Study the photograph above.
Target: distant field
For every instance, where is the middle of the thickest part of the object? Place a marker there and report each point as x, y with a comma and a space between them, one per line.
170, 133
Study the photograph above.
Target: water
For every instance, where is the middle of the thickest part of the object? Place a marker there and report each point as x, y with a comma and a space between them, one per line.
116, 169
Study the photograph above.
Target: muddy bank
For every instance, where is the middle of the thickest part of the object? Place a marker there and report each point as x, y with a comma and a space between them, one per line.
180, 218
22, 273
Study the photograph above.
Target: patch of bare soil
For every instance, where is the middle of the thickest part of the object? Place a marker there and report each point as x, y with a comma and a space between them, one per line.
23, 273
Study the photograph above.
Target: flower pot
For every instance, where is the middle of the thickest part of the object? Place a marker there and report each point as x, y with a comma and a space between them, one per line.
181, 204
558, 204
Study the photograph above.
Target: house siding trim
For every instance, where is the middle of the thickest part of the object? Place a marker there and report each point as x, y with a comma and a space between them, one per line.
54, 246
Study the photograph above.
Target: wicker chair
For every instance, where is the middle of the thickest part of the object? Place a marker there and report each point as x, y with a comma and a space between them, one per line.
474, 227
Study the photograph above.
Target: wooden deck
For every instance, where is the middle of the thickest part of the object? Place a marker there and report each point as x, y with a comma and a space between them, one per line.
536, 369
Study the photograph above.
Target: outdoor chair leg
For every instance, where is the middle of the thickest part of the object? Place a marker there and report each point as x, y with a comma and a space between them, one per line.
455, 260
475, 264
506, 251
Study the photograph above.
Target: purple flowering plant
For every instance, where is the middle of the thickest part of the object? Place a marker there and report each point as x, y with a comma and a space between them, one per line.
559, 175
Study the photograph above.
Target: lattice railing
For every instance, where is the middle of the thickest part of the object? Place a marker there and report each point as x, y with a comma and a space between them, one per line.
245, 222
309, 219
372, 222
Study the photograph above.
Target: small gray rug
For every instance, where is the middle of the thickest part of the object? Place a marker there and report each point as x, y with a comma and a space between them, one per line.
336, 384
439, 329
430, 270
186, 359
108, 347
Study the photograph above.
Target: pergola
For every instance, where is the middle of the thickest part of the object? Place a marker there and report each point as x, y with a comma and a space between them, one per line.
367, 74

________________

◆ Exercise directions
Could you retype each record exactly as it appears?

◆ Result
Study the photograph above.
Target: distant field
For every instance, where is the middle of the thickest part of the object? Place a marker there and report each point as x, y with a comma and a space between them, one per line.
170, 133
Study the photograph above.
Target: water
For every instance, where is the middle of the thickest part of the object? Place a marker there and report each point as x, y with a comma and a space between them, one per line.
116, 169
Study the photograph above.
Target: muddy bank
For every instance, where is the middle of the thickest part of the object? Place a marker there and report each point as x, y with a comma and a space between them, one per line.
180, 218
22, 273
Study the photograph above.
Target: patch of bare soil
For every instance, where is the middle of the thickest part of the object? Place a marker there and report each point as x, y with a comma and a space between them, one per line.
23, 273
Study the photograph above.
Target: flower pot
For every instance, where is the middle of the thickest part of the object? Place a marker there and report each point as x, y with a comma and a space between them, one per line.
181, 204
558, 204
Study the photograph above.
Target: house siding trim
For every instance, where is the middle of the thickest part of the object? Place a marker there and report each point as x, y with a comma and a space between them, one per line.
54, 246
Study the photograph above.
Target: wicker chair
For every instance, where is the middle of the thickest part of the object? Place a marker there and report each point as x, y with a comma and a space between them, one per line.
474, 227
Study the photograph above.
Target: wooden deck
For every instance, where is the middle of the thickest part of the object? Place a marker there and report each point as x, y with a comma and a space between them, one per line.
536, 369
Study the photograph above.
Target: outdoor chair leg
For every instance, where is the middle of the thickest part of the object? Place a marker there and report each point as x, y with a comma and a space between them, one per line.
455, 260
475, 264
506, 251
Study the photograph above.
Target: purple flowering plant
For every instance, where is the middle of the thickest part of the object? Place a marker there and report each point as x, y with a comma and a space between them, one per line.
559, 175
Study the photograph above.
Target: lattice railing
For every instance, where is the middle of the thickest part of the object? Place a marker there and report each point as x, y with a comma and a space between them, one per line.
245, 222
309, 219
372, 222
Study the photograph above.
Target: small gray rug
For every instance, where is the middle of the thickest part of the object? Place a marker there and report each point as x, y with a comma and a space between them, one per line.
336, 384
439, 329
430, 270
186, 359
108, 347
Study the photograph above.
Target: pergola
For every instance, where is the middle of the thickest part of the object? Place a marker there and report each point as x, y with a comma and a space between them, one per line.
367, 74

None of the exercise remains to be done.